> Work order:
Wherever a picture appears in the data below, omit it, and restate everything else word for word.

> Extracted data:
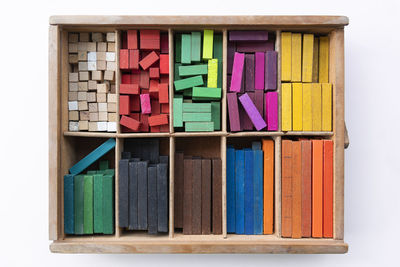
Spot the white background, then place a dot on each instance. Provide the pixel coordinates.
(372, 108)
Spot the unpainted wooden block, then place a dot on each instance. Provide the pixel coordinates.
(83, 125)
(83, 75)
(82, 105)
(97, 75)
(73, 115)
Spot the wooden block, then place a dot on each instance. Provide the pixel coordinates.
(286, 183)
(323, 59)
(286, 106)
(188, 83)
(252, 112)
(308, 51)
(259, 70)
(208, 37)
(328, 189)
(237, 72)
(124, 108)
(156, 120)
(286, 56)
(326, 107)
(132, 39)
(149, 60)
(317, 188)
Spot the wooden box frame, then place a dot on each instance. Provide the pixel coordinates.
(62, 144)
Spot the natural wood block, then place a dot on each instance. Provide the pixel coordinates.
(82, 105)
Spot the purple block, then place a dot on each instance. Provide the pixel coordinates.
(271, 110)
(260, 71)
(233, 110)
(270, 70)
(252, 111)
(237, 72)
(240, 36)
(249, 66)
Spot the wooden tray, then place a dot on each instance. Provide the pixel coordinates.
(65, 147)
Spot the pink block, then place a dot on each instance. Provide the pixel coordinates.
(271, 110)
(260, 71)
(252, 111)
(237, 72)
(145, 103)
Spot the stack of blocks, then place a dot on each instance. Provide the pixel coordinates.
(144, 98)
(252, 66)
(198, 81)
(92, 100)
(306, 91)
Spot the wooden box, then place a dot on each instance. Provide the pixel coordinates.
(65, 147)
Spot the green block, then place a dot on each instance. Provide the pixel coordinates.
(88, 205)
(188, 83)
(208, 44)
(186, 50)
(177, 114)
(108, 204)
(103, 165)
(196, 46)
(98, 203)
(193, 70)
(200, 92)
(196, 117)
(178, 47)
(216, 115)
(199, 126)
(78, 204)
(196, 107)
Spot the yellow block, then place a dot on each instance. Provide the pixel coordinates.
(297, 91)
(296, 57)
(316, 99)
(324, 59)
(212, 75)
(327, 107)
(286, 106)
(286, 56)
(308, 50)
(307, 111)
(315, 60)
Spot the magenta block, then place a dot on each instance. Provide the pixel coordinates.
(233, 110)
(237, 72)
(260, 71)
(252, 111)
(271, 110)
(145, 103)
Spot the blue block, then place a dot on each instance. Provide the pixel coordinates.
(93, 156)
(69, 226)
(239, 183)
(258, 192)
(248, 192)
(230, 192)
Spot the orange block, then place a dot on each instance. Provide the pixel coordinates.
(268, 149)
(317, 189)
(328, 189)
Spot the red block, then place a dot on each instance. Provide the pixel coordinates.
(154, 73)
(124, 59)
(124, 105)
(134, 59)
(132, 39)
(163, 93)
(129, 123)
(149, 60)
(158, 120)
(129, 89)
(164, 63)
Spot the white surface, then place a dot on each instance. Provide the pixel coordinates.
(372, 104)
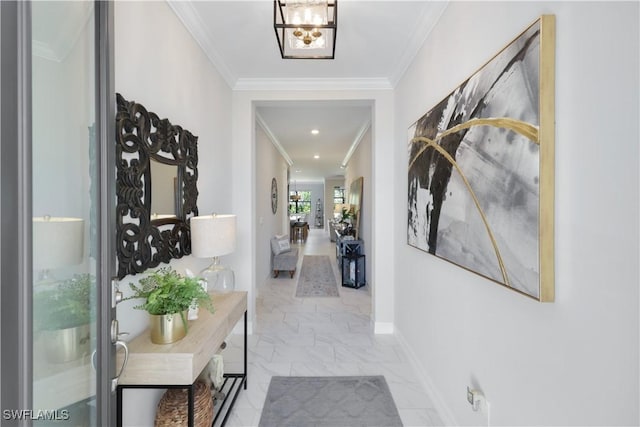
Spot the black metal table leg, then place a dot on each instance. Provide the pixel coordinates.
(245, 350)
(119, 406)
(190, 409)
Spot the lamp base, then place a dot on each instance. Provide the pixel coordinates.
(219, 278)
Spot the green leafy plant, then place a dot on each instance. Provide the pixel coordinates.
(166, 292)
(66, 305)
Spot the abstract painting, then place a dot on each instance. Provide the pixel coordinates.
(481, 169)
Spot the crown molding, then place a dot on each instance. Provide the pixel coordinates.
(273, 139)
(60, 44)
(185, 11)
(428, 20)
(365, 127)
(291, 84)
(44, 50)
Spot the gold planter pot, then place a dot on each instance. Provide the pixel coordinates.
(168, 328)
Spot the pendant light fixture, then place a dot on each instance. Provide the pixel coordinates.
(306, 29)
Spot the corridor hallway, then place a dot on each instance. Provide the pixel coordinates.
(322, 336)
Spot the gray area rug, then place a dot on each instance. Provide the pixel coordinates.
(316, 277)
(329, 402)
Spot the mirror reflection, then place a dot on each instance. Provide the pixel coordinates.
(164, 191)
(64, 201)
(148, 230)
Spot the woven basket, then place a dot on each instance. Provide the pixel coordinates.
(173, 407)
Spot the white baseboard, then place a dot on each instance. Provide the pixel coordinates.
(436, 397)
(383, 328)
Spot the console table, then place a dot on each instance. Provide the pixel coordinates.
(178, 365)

> Exercise result:
Spot the white background, then place a dot on each instance. Provide the pixel coordinates.
(372, 108)
Spot the unpainted wooden block, then place a dot on each instance. Provide the pixel coordinates.
(83, 125)
(83, 75)
(82, 105)
(97, 75)
(73, 115)
Spot the wooden block, then place a dot on each instance. Provide the pixel coordinates.
(286, 183)
(323, 59)
(286, 106)
(188, 83)
(252, 112)
(308, 51)
(259, 70)
(208, 37)
(328, 189)
(237, 72)
(124, 108)
(156, 120)
(286, 56)
(326, 107)
(132, 39)
(149, 60)
(317, 188)
Spot the wooden box frame, then place a dot on each instance. Provide the pixel coordinates.
(62, 144)
Spot the natural wood block, then place a dot on each instance. Provide the pixel coordinates.
(82, 105)
Spot the purple block, then place a dot on each instance. Provide the pixel coordinates.
(271, 110)
(260, 71)
(233, 110)
(270, 70)
(252, 111)
(237, 72)
(240, 36)
(249, 66)
Spot the wooden tray, then place a dot on each instance. Provide the pixel coordinates.
(65, 147)
Spot the pink block, then place a dot on each instance. Provide the pixel coordinates.
(271, 110)
(260, 71)
(252, 111)
(237, 72)
(145, 103)
Spot the stack of blocks, then place a dot on each instance. Provide the pixel coordinates.
(144, 98)
(252, 66)
(198, 81)
(92, 100)
(306, 91)
Spot the wooden box, then place a dot on each instance. Provide the pixel coordinates.
(65, 147)
Spot the green block, then place a dot on each instance. Provide the pixel coordinates.
(88, 205)
(188, 83)
(208, 44)
(186, 50)
(177, 114)
(108, 204)
(103, 165)
(196, 46)
(98, 203)
(193, 70)
(200, 92)
(196, 117)
(178, 47)
(216, 115)
(199, 126)
(78, 204)
(196, 107)
Spot the yellow block, then place a dot on each instance. Provide the pixel coordinates.
(297, 91)
(296, 57)
(316, 99)
(324, 59)
(212, 75)
(327, 107)
(286, 106)
(286, 56)
(308, 50)
(307, 111)
(315, 60)
Spot the magenta block, then place a dot on each instance. Provide the pixel coordinates.
(233, 110)
(237, 72)
(260, 71)
(252, 111)
(271, 110)
(145, 103)
Spot the blue block, then place a dot on each instance. Provide the pixel coordinates.
(93, 156)
(69, 226)
(239, 183)
(258, 192)
(248, 192)
(230, 192)
Spot the orange block, then place a dot on each instance. Provide the pixel coordinates.
(268, 149)
(317, 189)
(328, 189)
Spot the red block, then place a dot on each instance. Provide the pixel coordinates.
(154, 73)
(124, 59)
(124, 105)
(134, 59)
(132, 39)
(163, 93)
(129, 123)
(149, 60)
(158, 120)
(129, 89)
(164, 63)
Spot the white surface, then place a dot on each instance. Provide the pixel coordinates.
(372, 104)
Spot the black metal table leg, then place a dot on each instance. Provide the pixel coordinates.
(245, 350)
(119, 406)
(190, 409)
Spot the lamp base, then place a dot on each instance. Provide the pixel coordinates.
(219, 278)
Spot the green leafy plant, then place a dot on each instance. Provide the pixel coordinates.
(166, 292)
(66, 305)
Spot the abstract painting, then place a dot on each instance. Provide the pixel coordinates.
(481, 169)
Spot the crown molding, then place a dot on each instance. Provide the pixel coordinates.
(273, 139)
(60, 44)
(185, 11)
(428, 20)
(365, 127)
(291, 84)
(44, 50)
Spot the gold planter pot, then place a dot on each instance. Provide the pixel coordinates.
(168, 328)
Spot the pendant light fixture, then place a dot on each instance. Provide the pixel coordinates.
(306, 29)
Spot the corridor hallway, then place a dot on each instance. Provide the pixel coordinates.
(322, 336)
Spot the gray area rug, then place a dot on each instance. Provide the pixel coordinates.
(316, 277)
(329, 402)
Spot the mirror reflection, then place a dot on each instance. Provide the pixel coordinates.
(164, 191)
(64, 201)
(148, 230)
Spot the woven basket, then place a dot on each instance. Provide the pixel coordinates.
(173, 407)
Spot the white baseboard, then place a dot on each instance. Provide the pixel coordinates.
(436, 397)
(383, 328)
Spot the console table, then place a dot on each instance. Provide the pixel coordinates.
(178, 365)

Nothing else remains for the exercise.